TEXT PASSAGE.
=== Section Start ===

Evaluation Setup
Fine-tuning LLaMA2-7B on specific domain datasets and evaluating on corresponding test sets
Benchmarks:
- MMLU (General/Medical/Law Knowledge)
- GSM8K (Mathematical Reasoning)
- HumanEval (Code Generation)
- Big-Bench Hard (BBH) (Diverse NLU/NLG tasks)
Metrics:
- Training Speed (time)
- Energy Consumption
- Accuracy (implied from benchmark usage)
- Statistical methodology: Not explicitly reported in the paper
Main Takeaways
- Observation I: Multiple small LoRA heads outperform a single large LoRA head on diverse domains, suggesting task interference is a major bottleneck in standard PEFT.

=== Section End ===

DATA EXCERPT.
=== Section Start ===

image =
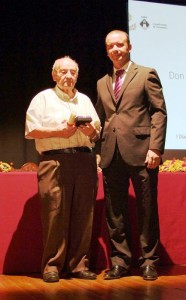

=== Section End ===

EXERCISE REQUIREMENTS.
1. Copy the LLaMA2-7B evaluation notes above word for word, from "Evaluation Setup" to "HumanEval (Code Generation)".
2. Carry on the LLaMA2-7B fine-tuning evaluation notes from their last line.

RESPONSES BY ITEM NUMBER.
1.
Evaluation Setup
Fine-tuning LLaMA2-7B on specific domain datasets and evaluating on corresponding test sets
Benchmarks:
- MMLU (General/Medical/Law Knowledge)
- GSM8K (Mathematical Reasoning)
- HumanEval (Code Generation)

2.
- Observation II: When training multiple independent LoRA heads, the input matrices (A) tend to become similar (converge), while output matrices (B) remain distinct. This motivates the shared-A architecture.
- HydraLoRA achieves better parameter efficiency than independent LoRAs (LoRA-Split) by sharing the A matrix, while maintaining the performance benefits of specialized B matrices.
- The method provides significant training speedups (approx 2x) and energy savings (~50%) compared to a high-rank standard LoRA baseline.